*** RECORDS ***

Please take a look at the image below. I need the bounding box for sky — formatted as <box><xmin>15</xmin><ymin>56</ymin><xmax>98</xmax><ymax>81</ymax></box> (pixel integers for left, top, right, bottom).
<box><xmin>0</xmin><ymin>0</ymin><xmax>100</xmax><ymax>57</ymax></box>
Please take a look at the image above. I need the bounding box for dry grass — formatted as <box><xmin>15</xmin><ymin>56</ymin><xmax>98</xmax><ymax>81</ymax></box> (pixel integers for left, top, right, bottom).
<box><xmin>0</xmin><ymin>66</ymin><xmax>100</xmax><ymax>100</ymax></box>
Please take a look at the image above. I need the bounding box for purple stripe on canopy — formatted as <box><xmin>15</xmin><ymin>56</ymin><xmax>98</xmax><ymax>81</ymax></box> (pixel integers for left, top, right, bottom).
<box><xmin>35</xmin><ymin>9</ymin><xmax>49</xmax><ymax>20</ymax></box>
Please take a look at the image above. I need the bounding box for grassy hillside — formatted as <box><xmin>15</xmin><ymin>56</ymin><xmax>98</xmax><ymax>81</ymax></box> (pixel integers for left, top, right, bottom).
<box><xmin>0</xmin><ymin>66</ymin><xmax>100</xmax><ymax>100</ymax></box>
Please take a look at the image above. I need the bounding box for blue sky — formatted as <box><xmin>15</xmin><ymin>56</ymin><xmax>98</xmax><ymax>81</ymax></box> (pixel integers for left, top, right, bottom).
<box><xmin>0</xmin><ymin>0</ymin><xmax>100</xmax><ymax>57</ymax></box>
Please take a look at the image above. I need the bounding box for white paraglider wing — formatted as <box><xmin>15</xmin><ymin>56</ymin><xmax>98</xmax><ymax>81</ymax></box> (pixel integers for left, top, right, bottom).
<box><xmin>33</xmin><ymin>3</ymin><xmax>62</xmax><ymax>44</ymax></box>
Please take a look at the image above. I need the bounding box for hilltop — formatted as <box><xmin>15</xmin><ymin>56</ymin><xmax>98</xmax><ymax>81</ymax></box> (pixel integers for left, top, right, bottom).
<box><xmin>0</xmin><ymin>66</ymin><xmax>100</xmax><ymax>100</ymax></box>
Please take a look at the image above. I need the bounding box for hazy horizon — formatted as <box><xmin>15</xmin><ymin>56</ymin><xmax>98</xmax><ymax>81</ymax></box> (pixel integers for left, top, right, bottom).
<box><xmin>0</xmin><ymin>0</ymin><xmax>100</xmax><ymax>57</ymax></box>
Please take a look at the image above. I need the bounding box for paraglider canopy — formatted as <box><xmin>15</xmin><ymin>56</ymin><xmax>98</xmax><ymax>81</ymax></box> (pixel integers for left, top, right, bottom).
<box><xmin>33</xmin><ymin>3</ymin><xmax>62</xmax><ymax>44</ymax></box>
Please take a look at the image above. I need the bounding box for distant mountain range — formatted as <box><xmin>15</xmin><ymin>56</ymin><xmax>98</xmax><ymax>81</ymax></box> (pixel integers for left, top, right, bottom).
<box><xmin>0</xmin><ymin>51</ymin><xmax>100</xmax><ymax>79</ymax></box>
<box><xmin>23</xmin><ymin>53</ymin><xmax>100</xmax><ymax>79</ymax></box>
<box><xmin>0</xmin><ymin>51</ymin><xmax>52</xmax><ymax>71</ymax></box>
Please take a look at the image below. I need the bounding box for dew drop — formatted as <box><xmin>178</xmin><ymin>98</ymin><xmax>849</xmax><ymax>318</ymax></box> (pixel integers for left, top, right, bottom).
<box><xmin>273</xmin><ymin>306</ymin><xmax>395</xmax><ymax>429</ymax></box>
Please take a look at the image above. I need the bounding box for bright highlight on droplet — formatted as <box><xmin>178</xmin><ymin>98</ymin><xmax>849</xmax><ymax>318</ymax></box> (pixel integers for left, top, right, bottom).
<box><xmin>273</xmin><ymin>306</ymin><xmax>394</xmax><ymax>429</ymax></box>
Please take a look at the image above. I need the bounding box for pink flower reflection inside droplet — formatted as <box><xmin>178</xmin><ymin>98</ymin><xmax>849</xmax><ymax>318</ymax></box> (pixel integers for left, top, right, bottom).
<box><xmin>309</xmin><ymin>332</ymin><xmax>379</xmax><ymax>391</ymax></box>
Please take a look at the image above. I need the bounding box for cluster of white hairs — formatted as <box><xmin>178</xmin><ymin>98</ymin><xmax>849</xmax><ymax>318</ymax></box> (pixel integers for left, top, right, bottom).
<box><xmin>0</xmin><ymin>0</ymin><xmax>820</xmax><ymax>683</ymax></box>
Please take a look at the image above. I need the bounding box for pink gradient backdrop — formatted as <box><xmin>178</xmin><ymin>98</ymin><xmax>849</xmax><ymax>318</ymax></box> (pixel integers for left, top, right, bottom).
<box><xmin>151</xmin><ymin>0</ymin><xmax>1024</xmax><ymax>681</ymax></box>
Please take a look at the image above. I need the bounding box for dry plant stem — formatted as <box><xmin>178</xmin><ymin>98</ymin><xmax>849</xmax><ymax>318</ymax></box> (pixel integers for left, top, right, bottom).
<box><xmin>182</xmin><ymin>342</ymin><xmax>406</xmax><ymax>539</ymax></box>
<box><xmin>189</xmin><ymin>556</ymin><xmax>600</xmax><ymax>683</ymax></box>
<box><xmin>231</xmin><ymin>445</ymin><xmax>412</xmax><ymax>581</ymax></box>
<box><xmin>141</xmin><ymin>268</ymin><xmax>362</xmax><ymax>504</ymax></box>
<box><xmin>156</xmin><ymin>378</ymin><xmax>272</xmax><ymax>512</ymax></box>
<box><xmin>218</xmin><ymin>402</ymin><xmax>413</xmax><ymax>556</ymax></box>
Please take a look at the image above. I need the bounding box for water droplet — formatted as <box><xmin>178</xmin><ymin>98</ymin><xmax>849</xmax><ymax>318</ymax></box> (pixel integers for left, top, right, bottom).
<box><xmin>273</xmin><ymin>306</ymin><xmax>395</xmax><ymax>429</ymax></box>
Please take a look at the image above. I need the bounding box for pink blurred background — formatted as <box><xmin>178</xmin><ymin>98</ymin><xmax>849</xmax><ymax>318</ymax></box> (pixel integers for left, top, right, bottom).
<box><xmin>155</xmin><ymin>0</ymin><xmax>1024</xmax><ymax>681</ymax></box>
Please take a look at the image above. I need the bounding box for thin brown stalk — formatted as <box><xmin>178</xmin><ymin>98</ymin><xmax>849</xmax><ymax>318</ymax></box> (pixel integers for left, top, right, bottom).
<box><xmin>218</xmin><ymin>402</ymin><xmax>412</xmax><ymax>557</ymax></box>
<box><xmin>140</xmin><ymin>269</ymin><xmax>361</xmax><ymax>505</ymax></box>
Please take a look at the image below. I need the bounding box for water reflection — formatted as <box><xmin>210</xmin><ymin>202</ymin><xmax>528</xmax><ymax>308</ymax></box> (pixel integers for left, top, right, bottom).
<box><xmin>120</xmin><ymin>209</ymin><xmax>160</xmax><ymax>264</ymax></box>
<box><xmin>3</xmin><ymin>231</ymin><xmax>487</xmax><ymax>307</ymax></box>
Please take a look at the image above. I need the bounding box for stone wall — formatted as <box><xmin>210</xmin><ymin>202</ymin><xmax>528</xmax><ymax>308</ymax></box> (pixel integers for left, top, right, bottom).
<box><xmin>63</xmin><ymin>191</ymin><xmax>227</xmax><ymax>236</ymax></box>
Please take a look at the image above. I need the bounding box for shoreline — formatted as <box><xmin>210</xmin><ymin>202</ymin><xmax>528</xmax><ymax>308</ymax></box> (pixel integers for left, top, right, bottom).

***

Pick out every line of the data above that contains the string "grassy" and copy each of those lines in full. Matching is case-sensitive.

▶ [FULL OUTPUT]:
Please take a look at the image above. I need the bounding box for grassy hillside — formatted as <box><xmin>15</xmin><ymin>56</ymin><xmax>98</xmax><ymax>81</ymax></box> (pixel integers for left, top, right, bottom).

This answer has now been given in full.